Mask labeling examples:
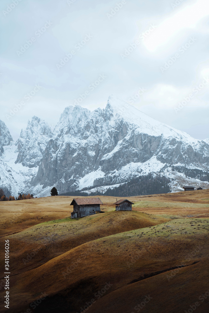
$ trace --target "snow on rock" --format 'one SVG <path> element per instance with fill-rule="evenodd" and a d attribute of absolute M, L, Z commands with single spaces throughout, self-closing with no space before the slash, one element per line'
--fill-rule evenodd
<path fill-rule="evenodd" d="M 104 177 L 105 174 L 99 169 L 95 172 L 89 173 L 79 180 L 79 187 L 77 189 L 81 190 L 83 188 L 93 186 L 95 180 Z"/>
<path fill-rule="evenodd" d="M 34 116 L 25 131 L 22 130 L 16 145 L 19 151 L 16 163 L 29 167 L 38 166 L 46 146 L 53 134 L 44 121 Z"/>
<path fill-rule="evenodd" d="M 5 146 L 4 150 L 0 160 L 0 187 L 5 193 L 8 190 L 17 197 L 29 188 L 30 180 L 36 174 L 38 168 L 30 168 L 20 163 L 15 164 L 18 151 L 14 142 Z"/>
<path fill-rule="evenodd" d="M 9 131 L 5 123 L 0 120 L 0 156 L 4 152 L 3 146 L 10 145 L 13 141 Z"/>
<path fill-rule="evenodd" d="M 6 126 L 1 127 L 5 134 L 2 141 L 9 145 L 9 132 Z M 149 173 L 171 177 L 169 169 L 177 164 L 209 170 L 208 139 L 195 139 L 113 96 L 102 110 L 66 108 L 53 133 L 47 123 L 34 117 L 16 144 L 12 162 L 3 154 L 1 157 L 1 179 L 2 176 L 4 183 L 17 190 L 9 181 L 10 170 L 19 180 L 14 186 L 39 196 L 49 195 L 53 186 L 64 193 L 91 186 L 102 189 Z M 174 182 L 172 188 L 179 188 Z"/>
...
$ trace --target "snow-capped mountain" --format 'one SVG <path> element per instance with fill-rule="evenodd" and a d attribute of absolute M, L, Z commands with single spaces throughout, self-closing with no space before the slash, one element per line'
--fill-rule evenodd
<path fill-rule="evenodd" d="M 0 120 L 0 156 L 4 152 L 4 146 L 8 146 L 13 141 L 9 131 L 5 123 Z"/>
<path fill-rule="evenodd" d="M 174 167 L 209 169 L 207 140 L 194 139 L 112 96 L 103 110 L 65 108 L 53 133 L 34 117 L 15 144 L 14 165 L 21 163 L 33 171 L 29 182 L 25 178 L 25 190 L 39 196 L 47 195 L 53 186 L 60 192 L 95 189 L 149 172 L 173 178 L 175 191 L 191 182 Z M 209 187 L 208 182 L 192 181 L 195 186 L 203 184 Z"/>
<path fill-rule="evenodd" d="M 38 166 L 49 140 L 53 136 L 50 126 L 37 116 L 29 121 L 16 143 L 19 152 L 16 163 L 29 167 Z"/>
---
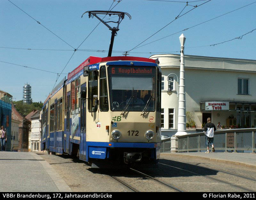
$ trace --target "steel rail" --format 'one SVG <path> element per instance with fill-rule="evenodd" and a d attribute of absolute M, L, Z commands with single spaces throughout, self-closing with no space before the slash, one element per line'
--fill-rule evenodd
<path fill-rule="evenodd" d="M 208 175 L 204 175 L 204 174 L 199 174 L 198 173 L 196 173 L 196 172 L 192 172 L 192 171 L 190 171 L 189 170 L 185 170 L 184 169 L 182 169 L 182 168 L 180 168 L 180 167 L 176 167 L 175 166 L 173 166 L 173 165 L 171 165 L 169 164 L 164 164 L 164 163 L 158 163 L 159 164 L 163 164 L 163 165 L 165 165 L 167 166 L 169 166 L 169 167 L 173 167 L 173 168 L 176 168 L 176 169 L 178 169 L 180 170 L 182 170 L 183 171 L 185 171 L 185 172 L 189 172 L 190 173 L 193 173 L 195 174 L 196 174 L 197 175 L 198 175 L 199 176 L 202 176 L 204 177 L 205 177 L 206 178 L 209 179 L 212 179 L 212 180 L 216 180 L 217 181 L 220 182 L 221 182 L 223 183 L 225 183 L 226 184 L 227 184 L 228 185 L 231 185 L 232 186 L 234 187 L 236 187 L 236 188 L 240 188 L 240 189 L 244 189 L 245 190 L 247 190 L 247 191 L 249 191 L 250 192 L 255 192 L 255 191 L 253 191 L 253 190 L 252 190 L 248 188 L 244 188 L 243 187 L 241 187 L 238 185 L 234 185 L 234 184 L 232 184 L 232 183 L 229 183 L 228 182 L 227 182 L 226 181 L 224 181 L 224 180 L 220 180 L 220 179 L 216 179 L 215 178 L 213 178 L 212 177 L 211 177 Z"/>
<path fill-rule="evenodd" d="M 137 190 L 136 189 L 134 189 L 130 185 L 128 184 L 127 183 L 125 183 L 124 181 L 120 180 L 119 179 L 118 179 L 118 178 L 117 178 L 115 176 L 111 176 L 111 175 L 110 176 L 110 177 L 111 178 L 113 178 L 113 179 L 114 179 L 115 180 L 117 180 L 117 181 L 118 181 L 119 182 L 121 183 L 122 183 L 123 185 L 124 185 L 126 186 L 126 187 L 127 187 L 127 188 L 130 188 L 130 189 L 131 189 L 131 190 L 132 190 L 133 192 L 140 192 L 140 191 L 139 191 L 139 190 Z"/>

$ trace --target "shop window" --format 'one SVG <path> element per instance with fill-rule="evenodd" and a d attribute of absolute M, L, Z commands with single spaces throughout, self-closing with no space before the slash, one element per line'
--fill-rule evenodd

■ **Exercise**: Identify each line of the records above that contains the word "commands", and reproduce every such line in full.

■ **Solution below**:
$ trace --target "snow on rock" --format 'one SVG <path> element per instance with fill-rule="evenodd" and a d attribute of absolute M, L, Z commands with single spaces throughout, self-closing with no space before the slash, one element per line'
$ trace --target "snow-capped mountain" --format 'one SVG <path> element per instance with fill-rule="evenodd" and a d attribute of absolute M, L, Z commands with single spaces throughout, self-closing with no space before the slash, one element per line'
$ trace --target "steel rail" --format 'one SVG <path> element per instance with fill-rule="evenodd" and a d attribute of absolute M, L, Z commands with single spaces throughout, self-closing with no space before the slash, one element per line'
$ trace --target "shop window" --format 'one SVG <path> element per instance with fill-rule="evenodd" and a d attribute of absolute M, L, Z commands with single spaces throughout, self-closing with no space before the slash, one element per line'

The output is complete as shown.